TASK DETAILS
Only the lines from the line containing "Labeling round 2. The target category is cake slice" through the final line of the entries should be printed, exactly as given, with the pictures left out.

SUPPLIED DATA
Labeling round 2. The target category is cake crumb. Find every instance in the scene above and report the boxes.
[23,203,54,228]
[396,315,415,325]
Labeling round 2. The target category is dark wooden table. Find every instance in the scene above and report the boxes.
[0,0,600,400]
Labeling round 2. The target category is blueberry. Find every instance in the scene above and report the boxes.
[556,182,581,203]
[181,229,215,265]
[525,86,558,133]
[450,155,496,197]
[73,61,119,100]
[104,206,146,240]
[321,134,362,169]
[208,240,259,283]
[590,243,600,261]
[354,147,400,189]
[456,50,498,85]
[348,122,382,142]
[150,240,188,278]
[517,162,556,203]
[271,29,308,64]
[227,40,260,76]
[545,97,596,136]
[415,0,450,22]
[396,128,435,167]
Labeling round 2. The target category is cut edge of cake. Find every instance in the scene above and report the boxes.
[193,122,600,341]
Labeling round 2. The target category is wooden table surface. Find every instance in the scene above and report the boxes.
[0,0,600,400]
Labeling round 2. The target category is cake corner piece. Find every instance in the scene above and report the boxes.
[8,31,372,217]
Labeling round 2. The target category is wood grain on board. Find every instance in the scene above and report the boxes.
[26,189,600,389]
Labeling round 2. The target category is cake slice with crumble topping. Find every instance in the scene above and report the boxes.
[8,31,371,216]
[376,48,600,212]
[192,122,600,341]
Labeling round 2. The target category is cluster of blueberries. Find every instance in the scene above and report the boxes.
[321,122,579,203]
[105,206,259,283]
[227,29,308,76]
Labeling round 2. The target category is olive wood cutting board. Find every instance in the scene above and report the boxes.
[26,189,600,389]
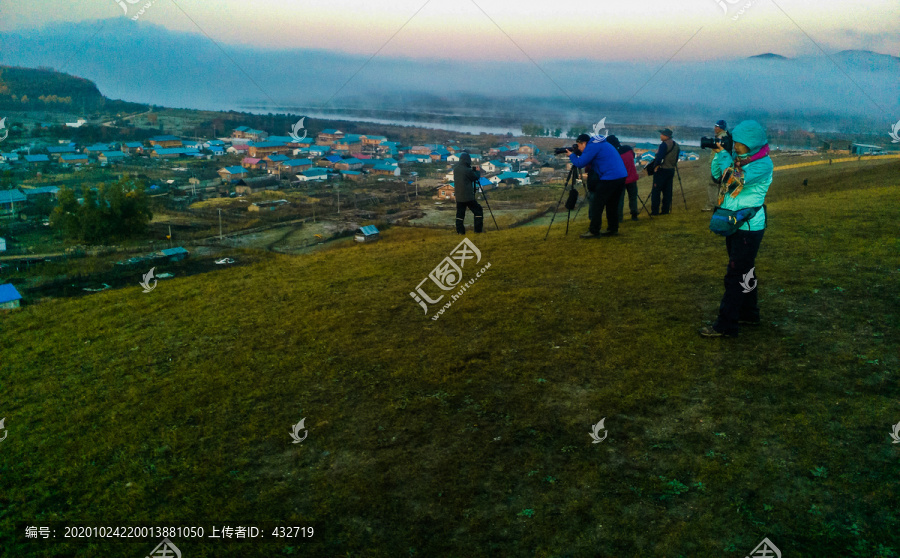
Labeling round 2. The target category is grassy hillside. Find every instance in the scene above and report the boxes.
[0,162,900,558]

SOLUTION TO THE PROBLEM
Labeling round 2. The target category is cake slice with crumble topping. Find every instance in the scene above and report the boxes.
[8,31,371,216]
[376,48,600,212]
[192,122,600,341]
Labeling round 2. The target category is cluster of blueberries. Find every instance in the scene above and report the boxes.
[321,122,579,203]
[105,206,259,283]
[227,29,308,76]
Labeling round 2. The target category is olive wood cutting board. Find every instance in the scene above and report the boxes.
[26,189,600,389]
Labeling round 2. The target category is grassy hillside. Find every instance in the scene above and report the boxes.
[0,162,900,558]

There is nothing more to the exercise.